__Exercise prompt__: Extract the full set of records, then give each one again exactly.

__Task input__:
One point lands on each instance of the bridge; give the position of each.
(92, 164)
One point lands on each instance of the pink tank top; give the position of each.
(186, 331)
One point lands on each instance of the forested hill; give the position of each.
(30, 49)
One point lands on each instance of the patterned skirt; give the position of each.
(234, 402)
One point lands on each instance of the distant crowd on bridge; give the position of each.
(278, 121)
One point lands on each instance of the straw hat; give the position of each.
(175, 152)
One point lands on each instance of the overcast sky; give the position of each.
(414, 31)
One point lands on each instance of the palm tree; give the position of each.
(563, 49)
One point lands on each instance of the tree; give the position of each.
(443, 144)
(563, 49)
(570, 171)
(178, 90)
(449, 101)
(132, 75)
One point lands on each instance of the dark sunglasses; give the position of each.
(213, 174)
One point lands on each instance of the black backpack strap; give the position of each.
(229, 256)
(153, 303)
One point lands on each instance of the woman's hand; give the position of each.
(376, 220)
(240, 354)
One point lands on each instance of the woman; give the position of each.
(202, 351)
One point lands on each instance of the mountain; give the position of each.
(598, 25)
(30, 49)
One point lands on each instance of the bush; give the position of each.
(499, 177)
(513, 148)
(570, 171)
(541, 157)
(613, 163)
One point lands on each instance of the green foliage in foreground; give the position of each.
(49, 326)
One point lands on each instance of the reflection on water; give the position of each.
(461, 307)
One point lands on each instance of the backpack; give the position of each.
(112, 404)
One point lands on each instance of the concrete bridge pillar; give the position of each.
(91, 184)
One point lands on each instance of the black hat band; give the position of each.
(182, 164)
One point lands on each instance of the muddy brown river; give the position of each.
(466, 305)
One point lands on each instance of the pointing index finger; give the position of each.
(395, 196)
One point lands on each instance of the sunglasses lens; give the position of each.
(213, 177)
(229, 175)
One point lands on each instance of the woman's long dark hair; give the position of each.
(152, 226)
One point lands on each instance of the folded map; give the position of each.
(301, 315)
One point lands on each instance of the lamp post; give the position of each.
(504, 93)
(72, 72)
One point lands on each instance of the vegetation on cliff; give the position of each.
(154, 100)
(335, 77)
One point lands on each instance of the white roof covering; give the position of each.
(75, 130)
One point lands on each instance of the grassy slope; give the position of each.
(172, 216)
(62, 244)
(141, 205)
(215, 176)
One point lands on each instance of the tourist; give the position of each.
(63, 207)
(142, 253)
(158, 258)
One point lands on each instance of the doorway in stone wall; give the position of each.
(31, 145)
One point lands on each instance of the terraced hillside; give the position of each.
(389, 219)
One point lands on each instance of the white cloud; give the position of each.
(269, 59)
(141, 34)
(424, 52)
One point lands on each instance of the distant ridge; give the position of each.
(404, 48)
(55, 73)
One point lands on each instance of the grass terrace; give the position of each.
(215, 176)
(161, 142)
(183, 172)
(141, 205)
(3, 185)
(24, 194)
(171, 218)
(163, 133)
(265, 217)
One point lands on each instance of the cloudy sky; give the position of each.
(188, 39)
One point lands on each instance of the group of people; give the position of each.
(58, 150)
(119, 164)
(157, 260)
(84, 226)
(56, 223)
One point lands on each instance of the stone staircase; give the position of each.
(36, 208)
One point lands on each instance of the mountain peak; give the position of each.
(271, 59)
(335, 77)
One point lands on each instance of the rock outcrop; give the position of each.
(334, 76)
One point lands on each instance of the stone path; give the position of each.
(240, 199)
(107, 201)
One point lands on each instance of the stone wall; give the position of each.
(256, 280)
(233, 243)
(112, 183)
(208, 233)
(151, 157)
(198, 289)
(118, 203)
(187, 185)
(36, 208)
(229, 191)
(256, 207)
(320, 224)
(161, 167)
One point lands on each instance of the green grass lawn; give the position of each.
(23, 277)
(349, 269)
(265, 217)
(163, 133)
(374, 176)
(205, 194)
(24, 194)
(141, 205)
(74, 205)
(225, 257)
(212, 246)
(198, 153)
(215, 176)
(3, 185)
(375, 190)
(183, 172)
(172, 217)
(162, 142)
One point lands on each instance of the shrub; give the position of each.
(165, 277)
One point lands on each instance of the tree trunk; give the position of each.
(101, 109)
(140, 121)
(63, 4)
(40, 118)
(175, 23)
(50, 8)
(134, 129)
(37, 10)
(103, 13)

__Worked solution__:
One point lands on each instance of the bridge; give the position of each.
(92, 164)
One point lands on each instance of the pink tank top; give the position of each.
(186, 331)
One point lands on each instance of the forested hill; give the position of each.
(30, 49)
One point lands on each instance of the patterned skirt; give the position of each.
(234, 402)
One point lands on each instance of the distant crowd on bridge; give the position of each.
(278, 121)
One point lands on each instance of the straw hat; give the position of each.
(175, 152)
One point lands on each instance of the overcast sky; give the position of each.
(414, 31)
One point lands on each instance of the palm tree; give the position of each.
(563, 49)
One point lands on each instance of the tree; give the position of each.
(443, 144)
(563, 49)
(570, 171)
(178, 90)
(449, 101)
(132, 75)
One point lands on each instance of the dark sunglasses; give the position of each.
(213, 174)
One point lands on each instance of the black backpack strap; give the position of each.
(229, 256)
(153, 303)
One point lands on each instance of the woman's hand; give the position of each.
(376, 220)
(240, 354)
One point lands on each instance of the woman; give the position of each.
(202, 351)
One point lands on each instance of the mountain; give the position of each.
(598, 25)
(30, 49)
One point lands on each instance of the bush; give the position of each.
(499, 177)
(513, 148)
(570, 171)
(541, 157)
(613, 163)
One point lands on each instance of the green foliage in foreground; give the position of each.
(49, 326)
One point lands on each instance of the reflection on water; give the position of each.
(461, 307)
One point lands on each instance of the backpack; give the position of each.
(112, 404)
One point lands on each instance of the concrete bridge pillar; give the position of each.
(91, 184)
One point lands on each instance of the black hat band; give the position of each.
(182, 164)
One point lands on each instance of the muddy brown river; give the position of each.
(466, 305)
One point lands on each instance of the pointing index finger; give the position of each.
(395, 196)
One point lands on each instance of the sunglasses lens; give the position of each.
(213, 177)
(229, 175)
One point lands on each instance of the woman's long dark hair; give the position of each.
(152, 226)
One point lands on each instance of the folded map; give the position of each.
(301, 315)
One point lands on each instance of the lamp post; give the position of each.
(504, 93)
(72, 72)
One point lands on each instance of the vegetation on cliff; give the position of each.
(154, 100)
(335, 77)
One point lands on each instance of the white roof covering; give the position of each.
(75, 130)
One point lands on each instance of the grassy slope; give the position of each.
(172, 216)
(62, 244)
(141, 205)
(215, 176)
One point lands on each instance of the tourist; give the position of each.
(63, 207)
(142, 253)
(158, 258)
One point lands on each instance of the doorway in stone wall; give the position of each.
(31, 145)
One point lands on each instance of the terraced hillside; give the position of each.
(389, 219)
One point lands on each instance of the white cloud; give the position of each.
(269, 59)
(141, 34)
(424, 52)
One point lands on each instance of the distant ridge; give the position of each.
(404, 48)
(55, 73)
One point lands on each instance of the grass terrace; give the position of each.
(215, 176)
(161, 142)
(183, 172)
(141, 205)
(3, 185)
(24, 194)
(171, 218)
(163, 133)
(265, 217)
One point lands on each instance of the cloudy sky; give the position of each.
(188, 39)
One point lands on each instance of the group of people; give the position of each.
(58, 150)
(119, 164)
(157, 260)
(84, 226)
(56, 223)
One point lands on each instance of the stone staircase; give the position of each.
(36, 208)
One point lands on each instance of the mountain peak; give the position of each.
(271, 59)
(335, 77)
One point lands on each instance of the rock outcrop; give the position of each.
(334, 76)
One point lands on each instance of the stone path; give the position of each.
(240, 199)
(107, 201)
One point lands on each instance of the stone wall; give the position of each.
(256, 280)
(233, 243)
(112, 183)
(208, 233)
(151, 157)
(198, 289)
(118, 203)
(187, 185)
(36, 208)
(229, 191)
(256, 207)
(320, 224)
(161, 167)
One point lands on each instance of the green grass lawn; give the position of each.
(23, 277)
(349, 269)
(265, 217)
(163, 133)
(374, 176)
(205, 194)
(24, 194)
(141, 205)
(74, 205)
(225, 257)
(212, 246)
(198, 153)
(215, 176)
(3, 185)
(375, 190)
(183, 172)
(172, 217)
(162, 142)
One point lands on each instance of the shrub; give the position of each.
(165, 277)
One point lands on each instance of the tree trunk; give the position of each.
(101, 109)
(140, 121)
(63, 4)
(40, 118)
(175, 23)
(50, 8)
(134, 129)
(37, 10)
(103, 13)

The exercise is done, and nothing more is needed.